## Trecho selecionado
Natasha acrescenta que as empresas devem ter uma postura ativa para educar politicamente, oferecendo treinamentos que falem sobre fake news, polarização, compliance e outros temas relevantes que podem impactar a cultura organizacional.
“Que fique claro que tais treinamentos não devem ter vieses. Não é bater na tecla de que defender um lado é certo e o outro é errado, pelo contrário. A intenção é promover um ambiente de respeito e assertividade para lidar com valores e opiniões diferentes. Ir pelo caminho fácil de montar times com pessoas que pensam de forma semelhante não é mais vantajoso para nenhum negócio. A pluralidade, hoje, permite que as organizações tenham horizontes maiores e ampliem seus públicos. Portanto, praticar o respeito é essencial”, elucida.
Veja mais: Os empregadores devem enfrentar as fake news no ambiente de trabalho?
Cuidado com o fanatismo
Assim como gestores, líderes e RHs devem ter cuidado ao lidar com temas eleitorais, os profissionais em geral também precisam se policiar para ter tal cautela, segundo Braga. Em artigo, o executivo da da Prime Talent expõe que muitas pessoas se sentem pressionadas a terem uma posição assumida publicamente.
“Nas mídias sociais, se você se posiciona sobre qualquer assunto, é bombardeado e pode até ‘virar meme’. Se não diz nada, é porque está ‘em cima do muro’ e não tem opinião própria. Em resumo: estamos vivenciando um momento delicado em que muitos buscam agradar as pessoas e não se posicionam, enquanto outros querem partir para o confronto, doa a quem doer, sem refletir sobre as relações pessoais e, muitas vezes, até colocando sua credibilidade em risco”, comenta.
É na tecla da credibilidade que Natasha bate ao destacar que se permitem levar pela toxicidade das redes. Para ela, o clima de ódio evidenciado nas redes incentiva as pessoas a generalizarem visões opostas como vilãs, inimigas, assim motivando-as a “escolher um lado dentro de um ambiente virtual de guerra e fazer de tudo para defendê-lo”.

(Dados de apontamento por expressão referencial)
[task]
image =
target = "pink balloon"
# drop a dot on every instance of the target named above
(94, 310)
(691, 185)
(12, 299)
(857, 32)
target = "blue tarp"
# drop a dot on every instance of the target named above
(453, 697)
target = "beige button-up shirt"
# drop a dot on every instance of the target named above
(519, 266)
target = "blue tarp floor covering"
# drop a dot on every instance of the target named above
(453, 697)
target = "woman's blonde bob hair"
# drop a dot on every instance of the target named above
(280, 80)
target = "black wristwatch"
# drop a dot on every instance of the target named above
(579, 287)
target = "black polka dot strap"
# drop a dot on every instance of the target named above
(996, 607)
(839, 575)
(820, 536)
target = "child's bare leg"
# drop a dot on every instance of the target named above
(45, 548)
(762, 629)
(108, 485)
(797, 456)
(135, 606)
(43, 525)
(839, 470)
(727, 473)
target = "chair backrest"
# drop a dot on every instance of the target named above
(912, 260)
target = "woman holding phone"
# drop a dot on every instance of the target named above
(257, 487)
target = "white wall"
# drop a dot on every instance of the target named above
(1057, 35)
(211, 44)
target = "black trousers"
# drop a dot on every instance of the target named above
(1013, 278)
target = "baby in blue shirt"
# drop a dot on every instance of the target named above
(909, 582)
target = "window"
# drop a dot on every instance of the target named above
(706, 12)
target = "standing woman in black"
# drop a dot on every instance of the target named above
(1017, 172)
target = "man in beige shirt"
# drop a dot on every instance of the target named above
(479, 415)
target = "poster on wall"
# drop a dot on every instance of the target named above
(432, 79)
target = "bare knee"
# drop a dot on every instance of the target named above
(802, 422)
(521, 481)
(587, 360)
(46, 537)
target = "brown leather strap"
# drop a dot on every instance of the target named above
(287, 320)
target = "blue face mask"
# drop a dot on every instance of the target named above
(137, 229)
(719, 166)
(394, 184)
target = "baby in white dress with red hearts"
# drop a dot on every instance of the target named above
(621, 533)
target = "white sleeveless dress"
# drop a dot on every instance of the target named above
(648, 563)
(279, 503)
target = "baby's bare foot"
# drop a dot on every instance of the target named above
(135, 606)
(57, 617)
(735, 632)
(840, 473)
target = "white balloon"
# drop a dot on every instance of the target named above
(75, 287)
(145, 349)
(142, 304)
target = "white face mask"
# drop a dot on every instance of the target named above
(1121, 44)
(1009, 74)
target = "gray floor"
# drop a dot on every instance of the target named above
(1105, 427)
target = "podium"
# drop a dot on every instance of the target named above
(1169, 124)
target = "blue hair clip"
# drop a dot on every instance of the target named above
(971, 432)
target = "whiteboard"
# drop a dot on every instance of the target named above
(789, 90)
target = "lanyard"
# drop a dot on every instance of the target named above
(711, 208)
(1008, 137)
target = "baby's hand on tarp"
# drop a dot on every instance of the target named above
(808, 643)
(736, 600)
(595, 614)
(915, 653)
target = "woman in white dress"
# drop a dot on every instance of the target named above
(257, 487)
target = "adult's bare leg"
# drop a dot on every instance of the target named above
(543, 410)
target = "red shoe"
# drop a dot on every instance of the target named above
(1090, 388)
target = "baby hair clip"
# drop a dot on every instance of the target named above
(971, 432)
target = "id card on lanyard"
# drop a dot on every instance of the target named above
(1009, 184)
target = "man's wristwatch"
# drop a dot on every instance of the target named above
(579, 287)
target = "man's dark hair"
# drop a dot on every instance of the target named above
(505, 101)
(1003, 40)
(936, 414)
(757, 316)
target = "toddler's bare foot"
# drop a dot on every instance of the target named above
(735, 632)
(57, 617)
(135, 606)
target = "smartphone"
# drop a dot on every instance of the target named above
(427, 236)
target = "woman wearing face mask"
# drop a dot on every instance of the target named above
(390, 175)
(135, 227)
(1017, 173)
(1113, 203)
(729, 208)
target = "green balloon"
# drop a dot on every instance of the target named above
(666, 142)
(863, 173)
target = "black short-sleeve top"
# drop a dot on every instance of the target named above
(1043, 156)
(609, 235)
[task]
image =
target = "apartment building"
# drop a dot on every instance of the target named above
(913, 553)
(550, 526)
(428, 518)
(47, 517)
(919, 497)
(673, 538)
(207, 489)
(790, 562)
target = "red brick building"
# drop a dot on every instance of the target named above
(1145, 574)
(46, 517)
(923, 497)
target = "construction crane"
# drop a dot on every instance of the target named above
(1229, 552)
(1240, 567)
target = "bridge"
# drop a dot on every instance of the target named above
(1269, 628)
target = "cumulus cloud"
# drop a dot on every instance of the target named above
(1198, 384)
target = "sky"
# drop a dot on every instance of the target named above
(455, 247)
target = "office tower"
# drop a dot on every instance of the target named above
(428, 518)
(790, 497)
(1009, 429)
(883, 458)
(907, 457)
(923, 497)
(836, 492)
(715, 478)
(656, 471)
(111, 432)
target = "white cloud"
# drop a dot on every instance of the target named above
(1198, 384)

## Sobre a tarefa
No texto sobre política no ambiente de trabalho, reproduza a parte que se inicia com as palavras "Natasha acrescenta que" e se encerra com "ambiente de trabalho?", trocando "treinamentos" por "capacitações".

## Resultado do exercício
Natasha acrescenta que as empresas devem ter uma postura ativa para educar politicamente, oferecendo capacitações que falem sobre fake news, polarização, compliance e outros temas relevantes que podem impactar a cultura organizacional.
“Que fique claro que tais capacitações não devem ter vieses. Não é bater na tecla de que defender um lado é certo e o outro é errado, pelo contrário. A intenção é promover um ambiente de respeito e assertividade para lidar com valores e opiniões diferentes. Ir pelo caminho fácil de montar times com pessoas que pensam de forma semelhante não é mais vantajoso para nenhum negócio. A pluralidade, hoje, permite que as organizações tenham horizontes maiores e ampliem seus públicos. Portanto, praticar o respeito é essencial”, elucida.
Veja mais: Os empregadores devem enfrentar as fake news no ambiente de trabalho?